__Exercise requirements__
This exercise asks for an exact transcription of every entry.

*** Block opens ***

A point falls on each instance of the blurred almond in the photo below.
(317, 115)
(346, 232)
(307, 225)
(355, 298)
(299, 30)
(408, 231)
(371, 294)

*** Block closes ***

__Answer area__
A point falls on each instance of the blurred almond in the photo below.
(317, 115)
(346, 232)
(307, 225)
(355, 298)
(299, 30)
(408, 231)
(371, 294)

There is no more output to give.